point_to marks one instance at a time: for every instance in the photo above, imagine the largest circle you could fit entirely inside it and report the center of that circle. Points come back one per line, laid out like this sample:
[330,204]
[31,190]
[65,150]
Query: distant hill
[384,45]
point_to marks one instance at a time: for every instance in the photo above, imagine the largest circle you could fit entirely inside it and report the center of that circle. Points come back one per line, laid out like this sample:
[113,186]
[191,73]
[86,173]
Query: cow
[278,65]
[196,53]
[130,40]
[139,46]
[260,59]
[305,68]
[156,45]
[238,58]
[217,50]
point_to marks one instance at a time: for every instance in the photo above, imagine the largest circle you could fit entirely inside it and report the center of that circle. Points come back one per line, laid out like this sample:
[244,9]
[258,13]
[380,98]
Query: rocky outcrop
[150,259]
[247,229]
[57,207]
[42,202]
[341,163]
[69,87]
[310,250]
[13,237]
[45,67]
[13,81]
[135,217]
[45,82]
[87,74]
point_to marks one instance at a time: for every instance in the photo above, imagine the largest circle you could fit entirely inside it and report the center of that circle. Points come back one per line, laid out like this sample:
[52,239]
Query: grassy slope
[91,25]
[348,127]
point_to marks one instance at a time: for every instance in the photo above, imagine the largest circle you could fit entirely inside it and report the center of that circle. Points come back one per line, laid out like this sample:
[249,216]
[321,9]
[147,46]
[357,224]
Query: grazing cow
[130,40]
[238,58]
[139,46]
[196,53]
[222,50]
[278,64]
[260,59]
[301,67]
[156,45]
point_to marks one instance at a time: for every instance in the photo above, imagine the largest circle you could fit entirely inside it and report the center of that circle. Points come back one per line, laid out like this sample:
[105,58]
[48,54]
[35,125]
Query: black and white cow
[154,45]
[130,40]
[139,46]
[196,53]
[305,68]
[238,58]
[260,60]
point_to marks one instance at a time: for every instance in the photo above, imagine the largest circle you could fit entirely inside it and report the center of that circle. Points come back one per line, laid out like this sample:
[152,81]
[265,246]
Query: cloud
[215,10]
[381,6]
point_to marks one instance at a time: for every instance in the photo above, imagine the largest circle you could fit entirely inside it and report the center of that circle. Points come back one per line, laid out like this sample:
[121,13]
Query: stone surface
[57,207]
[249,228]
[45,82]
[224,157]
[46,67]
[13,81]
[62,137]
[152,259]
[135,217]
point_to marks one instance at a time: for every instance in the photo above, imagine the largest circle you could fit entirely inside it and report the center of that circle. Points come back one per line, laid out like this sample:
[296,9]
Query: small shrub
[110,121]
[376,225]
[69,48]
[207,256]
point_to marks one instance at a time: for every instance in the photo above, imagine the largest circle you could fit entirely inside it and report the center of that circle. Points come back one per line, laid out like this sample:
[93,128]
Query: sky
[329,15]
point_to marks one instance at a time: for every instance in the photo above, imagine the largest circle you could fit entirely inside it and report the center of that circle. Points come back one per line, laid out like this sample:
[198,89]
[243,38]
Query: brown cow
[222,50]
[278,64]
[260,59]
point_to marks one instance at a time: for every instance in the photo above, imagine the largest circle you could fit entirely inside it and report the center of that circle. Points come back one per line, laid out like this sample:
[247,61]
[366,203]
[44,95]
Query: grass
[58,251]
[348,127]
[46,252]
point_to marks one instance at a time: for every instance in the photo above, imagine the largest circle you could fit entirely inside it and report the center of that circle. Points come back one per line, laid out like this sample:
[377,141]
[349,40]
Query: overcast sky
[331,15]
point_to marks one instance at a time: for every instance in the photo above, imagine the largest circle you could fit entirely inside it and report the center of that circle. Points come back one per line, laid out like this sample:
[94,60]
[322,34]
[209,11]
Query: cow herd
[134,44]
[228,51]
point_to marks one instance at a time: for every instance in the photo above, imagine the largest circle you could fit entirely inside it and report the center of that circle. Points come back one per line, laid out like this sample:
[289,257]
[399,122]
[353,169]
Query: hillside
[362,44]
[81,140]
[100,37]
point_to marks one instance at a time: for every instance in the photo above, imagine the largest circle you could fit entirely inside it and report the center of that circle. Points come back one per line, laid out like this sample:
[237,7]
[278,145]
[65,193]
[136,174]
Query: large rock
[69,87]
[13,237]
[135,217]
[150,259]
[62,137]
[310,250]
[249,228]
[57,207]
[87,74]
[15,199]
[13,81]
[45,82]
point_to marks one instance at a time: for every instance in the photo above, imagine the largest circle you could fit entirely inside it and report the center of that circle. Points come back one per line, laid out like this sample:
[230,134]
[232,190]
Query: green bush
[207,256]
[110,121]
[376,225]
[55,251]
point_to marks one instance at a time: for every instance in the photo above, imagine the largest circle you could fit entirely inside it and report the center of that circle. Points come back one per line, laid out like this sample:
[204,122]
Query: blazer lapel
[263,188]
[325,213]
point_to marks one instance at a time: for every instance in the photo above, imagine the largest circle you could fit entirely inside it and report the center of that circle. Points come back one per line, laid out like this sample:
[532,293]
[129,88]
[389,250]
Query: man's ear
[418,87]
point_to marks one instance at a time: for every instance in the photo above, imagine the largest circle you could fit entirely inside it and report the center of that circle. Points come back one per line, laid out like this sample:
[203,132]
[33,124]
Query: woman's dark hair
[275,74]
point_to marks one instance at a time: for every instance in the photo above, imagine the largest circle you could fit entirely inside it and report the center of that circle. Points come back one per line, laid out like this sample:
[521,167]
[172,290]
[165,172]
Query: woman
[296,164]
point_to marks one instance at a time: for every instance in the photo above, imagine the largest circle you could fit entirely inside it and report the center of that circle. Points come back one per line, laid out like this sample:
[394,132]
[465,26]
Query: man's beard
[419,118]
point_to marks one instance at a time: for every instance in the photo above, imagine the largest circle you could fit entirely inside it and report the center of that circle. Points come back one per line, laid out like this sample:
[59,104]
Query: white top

####

REQUIREMENT:
Each line of the listing should be echoed back exactly.

OUTPUT OF THE EXERCISE:
point_to marks one instance at a time: for every instance in the photo above, imagine the largest circle you could fit entirely inside it and report the center of that circle. Points come back one per line, laid out like this sample:
[330,204]
[31,190]
[65,150]
Query: distant hill
[384,45]
point_to marks one instance at a time: for every instance in the photo above, imagine the largest circle you could fit entirely inside it and report the center of that circle. Points come back one per line, laid out like this sample:
[113,186]
[191,73]
[86,173]
Query: cow
[278,65]
[196,53]
[130,40]
[139,46]
[260,59]
[305,68]
[156,45]
[238,58]
[217,50]
point_to marks one instance at a time: for every instance in the photo above, imagine the largest circle you could fit entirely inside it and report the center of that circle. Points come back one per line, laid out like this sample:
[244,9]
[258,13]
[380,98]
Query: rocky outcrop
[150,259]
[247,229]
[57,207]
[42,202]
[341,163]
[69,87]
[310,250]
[13,237]
[45,67]
[13,81]
[135,217]
[45,82]
[87,74]
point_to marks one instance at a time: for every instance in the photo above, imagine the largest circle you could fit entirely inside it and report the center of that circle. Points come back one per line, laid out like this sample:
[52,239]
Query: grassy slope
[91,25]
[348,127]
point_to marks one instance at a time: for every instance in the photo above, imagine the largest circle you could fit entirely inside it and report the center of that circle. Points come back one per line, laid out like this sample:
[249,216]
[321,9]
[147,46]
[357,224]
Query: grazing cow
[130,40]
[238,58]
[139,46]
[196,53]
[222,50]
[278,64]
[260,59]
[301,67]
[156,45]
point_to marks one instance at a time: for every instance in the photo above, imagine the largest circle you could fit entirely inside it and report the center of that circle. Points come back one per line, laid out like this sample:
[105,58]
[48,54]
[35,125]
Query: black and white cow
[154,45]
[130,40]
[139,46]
[196,53]
[305,68]
[238,58]
[260,60]
point_to marks one instance at a time: for every instance in the photo above, imagine the largest circle you could fit entirely inside it and report the center of that circle. Points come back one per line, laid out like this sample:
[152,81]
[265,246]
Query: cloud
[215,10]
[381,6]
point_to marks one instance at a time: for every instance in the photo above, imagine the largest circle you could fit entirely inside it and report the center of that circle. Points come back one per line, laid out like this sample:
[121,13]
Query: stone surface
[57,207]
[249,228]
[45,82]
[224,157]
[46,67]
[13,81]
[62,137]
[152,259]
[135,217]
point_to marks one instance at a time: for every instance in the photo above, imagine the largest circle you could fit entirely inside it and report the center of that circle. Points come back one per line, laid out like this sample:
[296,9]
Query: small shrub
[110,121]
[376,225]
[69,48]
[207,256]
point_to marks one instance at a time: for every instance in the photo above, imagine the largest circle you could fit entirely inside it and report the center of that circle. Points come back one per line, laid out like this sample:
[93,128]
Query: sky
[329,15]
point_to marks one instance at a time: for every instance in the photo above, imagine the largest circle you could fit entirely inside it and report the center of that circle. Points come back one per line, laid out like this sample:
[198,89]
[243,38]
Query: brown cow
[222,50]
[278,64]
[260,59]
point_to marks one instance at a time: for every instance in the photo above, imagine the largest circle you could fit entirely inside it and report the center of that circle. Points come back one per line, laid out like this sample:
[247,61]
[366,203]
[44,95]
Query: grass
[58,251]
[348,127]
[46,252]
point_to marks one instance at a time: for every instance in the photo above, imagine the largest circle you could fit entirely inside it and report the center of that circle. Points come back one per line, laid out like this sample:
[377,141]
[349,40]
Query: overcast sky
[331,15]
point_to marks one instance at a time: for every instance in the photo above, imagine the largest circle you could fit entirely inside it and report the center of that circle. Points come back one per line, laid out like this sample:
[94,60]
[322,34]
[209,11]
Query: cow herd
[134,44]
[228,51]
point_to marks one instance at a time: for every instance in the photo above, imagine the largest circle you could fit entirely inside it and report the center of that circle. Points come back one per line, laid out like this sample:
[289,257]
[399,122]
[353,169]
Query: hillside
[362,44]
[81,140]
[100,37]
point_to marks one instance at a time: for every instance in the photo above, imagine the largest circle you could fit entirely inside it and report the center of that circle. Points come back one per line, laid out like this sample:
[237,7]
[278,145]
[65,193]
[136,174]
Query: large rock
[69,87]
[13,237]
[135,217]
[150,259]
[62,137]
[310,250]
[249,228]
[57,207]
[87,74]
[15,199]
[13,81]
[45,82]
point_to marks one instance at a time: for every instance in the photo above, imagine the largest circle you could fit entirely inside it and report the center of that circle. Points come back one per line, laid out like this sample:
[230,134]
[232,190]
Query: green bush
[207,256]
[110,121]
[376,225]
[55,251]
point_to marks one instance at a time: for every instance in the photo above, imagine the largest circle you could fit entirely inside it and report the center of that circle. Points come back one per line, laid out like this sample:
[204,122]
Query: blazer lapel
[263,188]
[325,213]
point_to marks one instance at a time: for every instance in the photo above, imagine the largest circle you could fit entirely inside it and report the center of that circle. Points come back one per line, laid out like this sample:
[532,293]
[129,88]
[389,250]
Query: man's ear
[418,87]
point_to marks one instance at a time: for every instance in the photo above, imagine the largest circle you could fit entirely inside it and report the center of that circle. Points come back one per line, laid out like this sample:
[203,132]
[33,124]
Query: woman's dark hair
[275,74]
point_to marks one instance at a time: for every instance in the photo above, imagine the largest circle you could fit entirely inside it and report the center of that circle. Points come back one per line, laid out like this sample:
[521,167]
[172,290]
[165,172]
Query: woman
[296,164]
point_to marks one instance at a time: for every instance in the photo above, imagine the largest circle you could fit entirely inside it and report the center of that circle. Points come back one per line, laid out like this sample:
[394,132]
[465,26]
Query: man's beard
[419,118]
point_to marks one instance at a time: for every instance in the photo above, imagine the largest circle you could fit entirely inside it and report the center of that circle. Points come back one per line, laid out like this sample:
[59,104]
Query: white top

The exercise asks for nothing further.